Task statement: Scale the stretch of the listing from the line that contains "Regarding the orange" through the line that contains "[0,243,600,284]", both ends included, and give only those lines. Copy every line in that stretch, requests unchanged, while multiplying each bounding-box coordinate in the answers by 1.25 and rounding to whole numbers, with halves going up.

Records shown:
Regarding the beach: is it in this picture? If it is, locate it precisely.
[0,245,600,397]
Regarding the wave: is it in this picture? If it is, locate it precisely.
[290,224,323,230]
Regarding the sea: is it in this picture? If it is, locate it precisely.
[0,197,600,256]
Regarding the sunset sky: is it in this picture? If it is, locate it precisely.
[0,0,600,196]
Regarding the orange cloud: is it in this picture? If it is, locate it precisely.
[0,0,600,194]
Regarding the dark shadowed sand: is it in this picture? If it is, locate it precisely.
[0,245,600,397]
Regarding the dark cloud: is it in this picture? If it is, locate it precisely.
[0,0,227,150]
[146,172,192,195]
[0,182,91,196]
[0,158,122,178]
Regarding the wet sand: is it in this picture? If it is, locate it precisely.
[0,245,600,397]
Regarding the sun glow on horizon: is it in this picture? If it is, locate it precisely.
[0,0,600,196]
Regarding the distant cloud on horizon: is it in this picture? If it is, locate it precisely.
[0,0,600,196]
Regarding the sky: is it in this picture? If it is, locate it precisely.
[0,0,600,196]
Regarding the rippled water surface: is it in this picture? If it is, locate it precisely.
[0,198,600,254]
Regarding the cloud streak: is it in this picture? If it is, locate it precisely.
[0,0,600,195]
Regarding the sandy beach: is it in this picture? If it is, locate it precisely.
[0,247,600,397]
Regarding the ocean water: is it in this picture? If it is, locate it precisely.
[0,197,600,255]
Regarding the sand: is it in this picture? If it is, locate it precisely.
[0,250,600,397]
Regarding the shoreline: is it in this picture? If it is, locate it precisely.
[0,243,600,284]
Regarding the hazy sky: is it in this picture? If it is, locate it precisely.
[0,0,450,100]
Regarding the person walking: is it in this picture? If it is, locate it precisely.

Solution:
Regarding the orange cloud: is it in this picture? If it is, locate it precisely.
[0,0,750,243]
Regarding the dark shadowed sand: is it in this picture? If it is, locate it precisely.
[0,306,750,496]
Regarding the dark cloud: is it in this picture? If it is, locate it precisely.
[0,0,284,188]
[183,215,240,244]
[0,228,114,245]
[0,198,153,223]
Regarding the wet sand: is it in this picture? If it is, locate it precisely.
[0,306,750,496]
Regarding the sun glow on horizon: is it in this picture? If it is, locate it precisely.
[0,0,750,245]
Regarding the distant cloud on horizon: is it in this picture? If it is, locate it precisely.
[0,0,750,245]
Regarding the sky: is it in this picture? If it is, locate it precisely.
[0,0,750,245]
Regarding the rippled water surface: is it in this picture? If it is, locate it precisely.
[0,248,750,318]
Regarding the cloud streak: is it in this picture? If it is, locate it precisely.
[0,0,750,244]
Regarding the sandy beach: is it in this picture? If it is, locate it precisely.
[0,309,750,496]
Regarding the ocean water: is it in this picture? If it is, locate it precisely.
[0,246,750,319]
Regarding the sand: is it in this picture? If it is, locate it precisely.
[0,313,750,496]
Regarding the shoreline: is it in this picture? If it is, locate it precisely.
[0,304,750,355]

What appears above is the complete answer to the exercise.